[Coordinate annotation entries]
***
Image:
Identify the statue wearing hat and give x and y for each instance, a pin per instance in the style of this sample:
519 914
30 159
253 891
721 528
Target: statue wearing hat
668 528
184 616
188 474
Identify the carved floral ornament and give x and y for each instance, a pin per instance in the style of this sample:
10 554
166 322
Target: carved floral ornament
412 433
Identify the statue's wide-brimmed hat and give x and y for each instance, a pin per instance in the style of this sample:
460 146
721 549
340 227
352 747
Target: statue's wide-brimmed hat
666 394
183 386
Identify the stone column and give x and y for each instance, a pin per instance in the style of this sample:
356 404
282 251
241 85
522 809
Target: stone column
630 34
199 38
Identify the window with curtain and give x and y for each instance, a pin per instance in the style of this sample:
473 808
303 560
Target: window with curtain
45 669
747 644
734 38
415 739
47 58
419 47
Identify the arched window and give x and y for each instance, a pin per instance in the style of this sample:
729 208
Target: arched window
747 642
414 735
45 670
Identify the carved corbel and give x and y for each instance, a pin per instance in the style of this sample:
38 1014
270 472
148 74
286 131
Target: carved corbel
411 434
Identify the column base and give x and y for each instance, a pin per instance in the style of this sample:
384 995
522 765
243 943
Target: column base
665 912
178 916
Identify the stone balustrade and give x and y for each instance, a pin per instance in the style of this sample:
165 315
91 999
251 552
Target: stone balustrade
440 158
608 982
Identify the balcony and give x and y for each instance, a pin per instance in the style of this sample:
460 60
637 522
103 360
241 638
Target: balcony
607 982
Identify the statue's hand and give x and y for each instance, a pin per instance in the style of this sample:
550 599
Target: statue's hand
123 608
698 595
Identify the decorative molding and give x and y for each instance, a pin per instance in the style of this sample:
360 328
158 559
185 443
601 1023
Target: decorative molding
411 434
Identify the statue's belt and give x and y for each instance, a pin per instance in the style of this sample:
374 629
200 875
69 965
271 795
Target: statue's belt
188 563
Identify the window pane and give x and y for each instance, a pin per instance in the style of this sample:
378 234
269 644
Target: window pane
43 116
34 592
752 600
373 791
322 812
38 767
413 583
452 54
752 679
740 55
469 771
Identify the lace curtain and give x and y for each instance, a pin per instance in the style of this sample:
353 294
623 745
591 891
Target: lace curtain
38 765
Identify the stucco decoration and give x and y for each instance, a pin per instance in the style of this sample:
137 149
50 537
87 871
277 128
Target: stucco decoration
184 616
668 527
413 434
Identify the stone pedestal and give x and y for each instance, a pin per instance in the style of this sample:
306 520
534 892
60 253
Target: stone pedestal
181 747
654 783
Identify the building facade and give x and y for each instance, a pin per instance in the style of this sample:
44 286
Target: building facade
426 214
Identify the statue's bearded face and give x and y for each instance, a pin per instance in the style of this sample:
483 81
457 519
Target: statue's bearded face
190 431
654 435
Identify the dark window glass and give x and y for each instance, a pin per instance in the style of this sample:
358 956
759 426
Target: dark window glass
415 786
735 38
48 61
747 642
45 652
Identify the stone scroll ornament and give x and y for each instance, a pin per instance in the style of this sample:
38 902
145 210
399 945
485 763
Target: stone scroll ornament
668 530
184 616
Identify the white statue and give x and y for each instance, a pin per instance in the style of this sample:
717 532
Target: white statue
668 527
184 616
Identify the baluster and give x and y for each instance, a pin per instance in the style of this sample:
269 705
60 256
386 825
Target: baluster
***
Take the lines above and print them exactly.

Image:
Identify the statue wearing hat and give x and y for each instance, a pin per instance in the style of this sample:
519 914
30 159
253 891
721 528
Target: statue wearing hat
668 528
184 616
188 474
Identify the carved floral ornament and give x and y for each instance, a pin per instance in the style of this sample:
10 554
166 322
Target: carved floral ornament
412 433
Identify the statue's wide-brimmed hat and give x and y for each instance, a pin per instance in the style of this sample:
460 146
721 549
340 227
352 747
Target: statue's wide-brimmed hat
666 394
183 386
Identify the stone column and give x and y for each instance, a pin per instance in the style of this sample:
356 404
282 251
241 85
522 809
Target: stone column
630 34
199 38
Identify the window with curtain and give x and y for each instance, a pin per instance in the style of this sample:
473 808
303 560
Target: window with curtain
45 669
747 644
734 38
415 739
47 58
419 47
Identify the arched window and give x and y for each instance, a pin per instance in the style of this sample:
729 208
Target: arched window
747 642
414 735
45 670
Identify the carved corbel and give x and y for each instance, a pin per instance in the style of this sample:
38 1014
270 472
148 74
286 131
Target: carved corbel
411 434
Identify the column base and give x and y for each instance, a pin per instance in the style of this sample:
384 995
522 765
243 943
Target: column base
665 912
178 916
Identify the stone balustrade and give x and y for each instance, a pin per instance in the style of this sample:
165 315
91 999
251 552
Target: stone balustrade
440 158
608 982
Identify the balcony and give x and y for each instance, a pin per instance in the style of this sample:
460 60
637 522
103 360
241 638
Target: balcony
607 982
Identify the statue's hand and give x and y for each instance, a pin per instance in the style of this sample:
550 599
Target: statue's hand
123 608
698 595
Identify the decorative molding and give x and y for each instance, a pin per instance in the style of this sample:
360 328
158 559
185 443
601 1023
Target: decorative molding
411 434
Identify the statue's belt and give x and y for each instance, a pin per instance in the style of this sample:
374 629
200 875
69 965
271 795
Target: statue's belt
188 563
Identify the window pane and give x and y for each instance, a pin per instance in the style of this sample:
378 234
269 644
Target: window pane
43 116
34 592
752 600
373 791
322 812
38 767
413 583
452 54
752 679
740 55
469 771
Identify the lace curtain and give x and y for each instance, a pin per instance in the style of this sample:
353 294
623 745
591 891
Target: lace curtain
38 765
Identify the stucco decoration and give x and y for each instance, a pin per instance in the style of this sample:
137 149
50 537
87 871
277 128
Target: stucco decoration
184 616
668 527
413 434
Identify the stone pedestal and give x and y for each instance, a pin per instance in the style of this sample:
306 520
534 892
60 253
Target: stone pedestal
181 747
654 783
Identify the building facade and give x and y for each instance, a pin per instance in the style of this sample:
44 286
Target: building facade
426 214
Identify the statue's bearded face and give x and y for each instance, a pin per instance in the style of this sample:
483 81
457 519
Target: statue's bearded face
190 431
654 435
Identify the dark window glass and give x and y for each instance, a pin per instance in the style of this sample:
358 956
759 426
Target: dark window glass
415 786
735 38
48 61
747 642
45 652
Identify the stone scroll ornament and give x and y for each instance, a pin per instance in the style of this sample:
38 902
145 210
399 945
485 763
Target: stone scroll ornament
668 530
184 616
Identify the white statue and give x and y for each instance, a pin per instance in the style of this sample:
717 532
Target: white statue
668 527
184 616
Identify the baluster and give x and y for each instance, a pin per instance in the style of this sample:
269 705
60 256
386 825
Target: baluster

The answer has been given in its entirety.